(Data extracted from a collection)
----------------

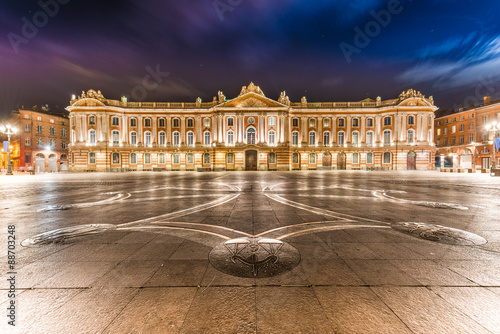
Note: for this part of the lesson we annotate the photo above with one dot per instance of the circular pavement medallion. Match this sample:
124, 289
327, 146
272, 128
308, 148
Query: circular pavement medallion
438, 233
254, 257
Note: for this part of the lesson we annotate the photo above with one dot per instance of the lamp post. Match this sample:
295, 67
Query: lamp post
9, 130
493, 127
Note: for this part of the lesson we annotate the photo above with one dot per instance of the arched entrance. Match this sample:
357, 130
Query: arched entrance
327, 159
411, 161
251, 160
341, 161
40, 163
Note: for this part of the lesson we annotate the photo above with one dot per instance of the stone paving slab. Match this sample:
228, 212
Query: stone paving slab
151, 273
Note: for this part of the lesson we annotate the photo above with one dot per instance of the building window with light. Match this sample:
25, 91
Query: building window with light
312, 138
133, 138
369, 158
340, 138
115, 158
190, 138
206, 138
147, 138
355, 138
92, 138
272, 158
387, 157
116, 137
369, 138
295, 138
387, 137
355, 158
271, 138
411, 136
312, 158
176, 138
326, 138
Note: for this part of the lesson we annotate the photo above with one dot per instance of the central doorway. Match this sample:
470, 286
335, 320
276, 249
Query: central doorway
251, 160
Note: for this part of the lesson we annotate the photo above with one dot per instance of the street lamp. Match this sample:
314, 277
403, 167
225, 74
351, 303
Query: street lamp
493, 127
9, 131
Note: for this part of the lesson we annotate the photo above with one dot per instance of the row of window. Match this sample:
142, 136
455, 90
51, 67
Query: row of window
39, 142
250, 137
386, 158
115, 121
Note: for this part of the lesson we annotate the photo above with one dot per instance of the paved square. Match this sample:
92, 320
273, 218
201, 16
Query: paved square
247, 252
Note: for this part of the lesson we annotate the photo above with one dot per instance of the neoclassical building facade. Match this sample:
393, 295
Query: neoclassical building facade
251, 132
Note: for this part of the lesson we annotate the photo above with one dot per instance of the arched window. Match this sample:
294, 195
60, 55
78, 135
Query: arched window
295, 138
387, 137
115, 158
369, 158
312, 138
312, 158
326, 138
133, 138
355, 158
206, 138
387, 157
272, 158
251, 136
176, 138
369, 138
161, 138
92, 137
355, 138
147, 138
190, 159
340, 138
411, 136
230, 137
116, 137
271, 138
190, 137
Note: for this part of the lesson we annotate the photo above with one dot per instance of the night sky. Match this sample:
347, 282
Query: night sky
448, 49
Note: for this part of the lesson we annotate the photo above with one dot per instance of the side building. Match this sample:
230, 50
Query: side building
41, 142
251, 132
462, 140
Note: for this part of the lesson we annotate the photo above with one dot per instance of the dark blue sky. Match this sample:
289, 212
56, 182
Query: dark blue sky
448, 49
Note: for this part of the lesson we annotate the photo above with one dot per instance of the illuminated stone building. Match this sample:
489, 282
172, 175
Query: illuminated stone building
251, 132
461, 138
41, 141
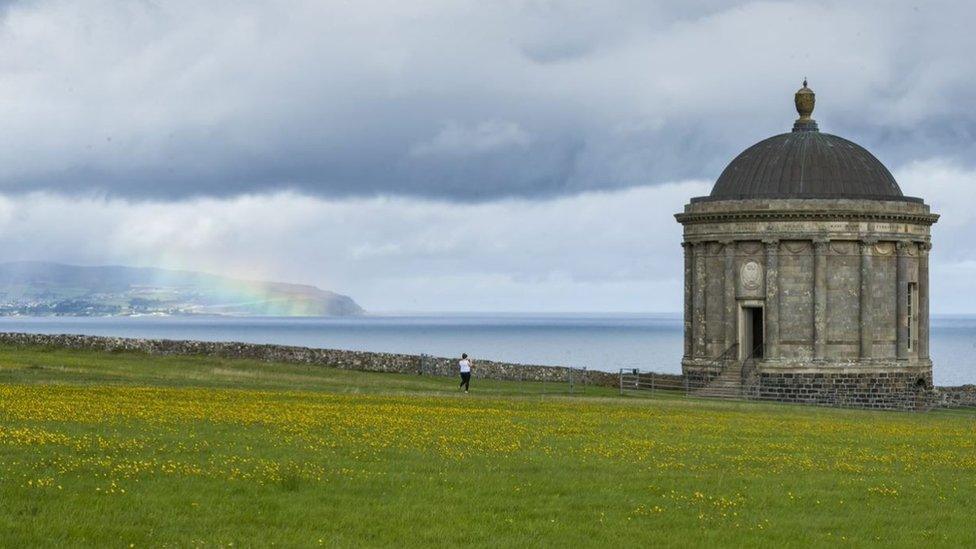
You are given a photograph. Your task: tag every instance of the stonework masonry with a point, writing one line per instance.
(841, 286)
(863, 390)
(345, 360)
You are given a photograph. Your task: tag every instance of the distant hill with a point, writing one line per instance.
(41, 288)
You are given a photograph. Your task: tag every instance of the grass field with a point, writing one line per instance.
(121, 450)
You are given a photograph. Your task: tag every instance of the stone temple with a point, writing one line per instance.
(807, 276)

----------------

# Exercise directions
Pictures are to be dropped; every line of the records is to be returned unchanged.

# Your response
Note: for this part of the lesson we annotate the photo above with one dot per instance of the circular pavement medallion. Match this sample:
124, 289
327, 146
272, 128
308, 148
Query: circular pavement medallion
438, 233
254, 257
Note: for this part of the lesson we annotate the photo above with one dot per instance of the lamp post. Match this sample:
295, 67
Query: lamp post
9, 130
493, 127
Note: for this part of the lesson we annotate the photo above with one dot per instance of the arched entrance. Match this sample:
357, 130
Query: arched entrance
327, 159
411, 161
251, 160
341, 161
40, 163
Note: for this part of the lesson we annotate the photo above with one dot per instance of the stone paving slab. Match this sample:
228, 212
Query: stone paving slab
151, 273
Note: for this part of the lesson we annotate the photo above with one dot per instance of the building window with light. Match this sample:
25, 91
Query: building window with light
312, 138
133, 138
369, 158
340, 138
115, 158
190, 138
206, 138
147, 138
355, 138
92, 138
272, 158
387, 157
116, 137
369, 138
295, 138
387, 137
355, 158
271, 138
411, 136
312, 158
176, 138
326, 138
Note: for this part of the lesson we annotate the photo above with one dot per instance of the central doorway. Match this sample:
470, 286
335, 320
276, 249
Query: central doorway
251, 160
Note: for this part of the lesson we annotate the photo above with one dot per instance of the street lamp. Match this sample:
314, 277
403, 167
225, 74
351, 303
Query: street lamp
493, 127
9, 131
Note: for this part of the lesson we annotate the photo above with one dot per instance of the row of window. Match this sample:
142, 136
455, 90
51, 67
Query: row of window
39, 142
250, 137
386, 158
115, 121
Note: for this part of the lesson we annotate the photo above with one dot per instance of the paved square. Match this sample:
92, 320
273, 218
201, 16
Query: paved square
247, 252
Note: for this part of the lesson we annotate the photo above with one dot per instance of the neoclassical building facade. Match this sample:
393, 295
Query: neoclassical building facade
251, 132
Note: for this part of the lesson we annotate the photo above with one dot per instance of the arched window. Match this sample:
294, 195
60, 55
78, 135
Query: arched window
295, 138
387, 137
115, 158
369, 158
312, 138
312, 158
326, 138
133, 138
355, 158
206, 138
387, 157
272, 158
251, 136
176, 138
369, 138
161, 138
92, 137
355, 138
147, 138
190, 159
340, 138
411, 136
230, 137
116, 137
271, 138
190, 137
Note: for this part of the lesson we annotate the photo above with one dot per instance of the night sky. Match this sample:
347, 282
Query: night sky
448, 49
Note: for this part of the lesson we annotate the photo above with one dot per instance of the side building. Match this sample:
230, 50
Query: side building
41, 142
251, 132
462, 140
Note: for this part of the lesson we annotate the photo above with one dot per instance of the dark blue sky. Match this sample:
289, 212
56, 182
Query: dark blue sky
448, 49
Note: for this part of the lesson we annotate the photo above with one dot per instance of the illuminated stone building. Match this sample:
489, 282
172, 175
Query: illuminated stone building
251, 132
461, 138
41, 141
You are given a photograph. Your task: tag every instance of the stonework masonry with a point, writing one line per instance.
(841, 286)
(863, 390)
(345, 360)
You are given a photograph. Your task: tag every instance of the distant hill with a point, writing one line per instance.
(41, 288)
You are given a photograph. Your task: tag every instance of the grass field with a point, writing one line per instance.
(121, 450)
You are given a photograph. Your task: tag every instance of the stone temple with a point, writing one line per instance.
(807, 276)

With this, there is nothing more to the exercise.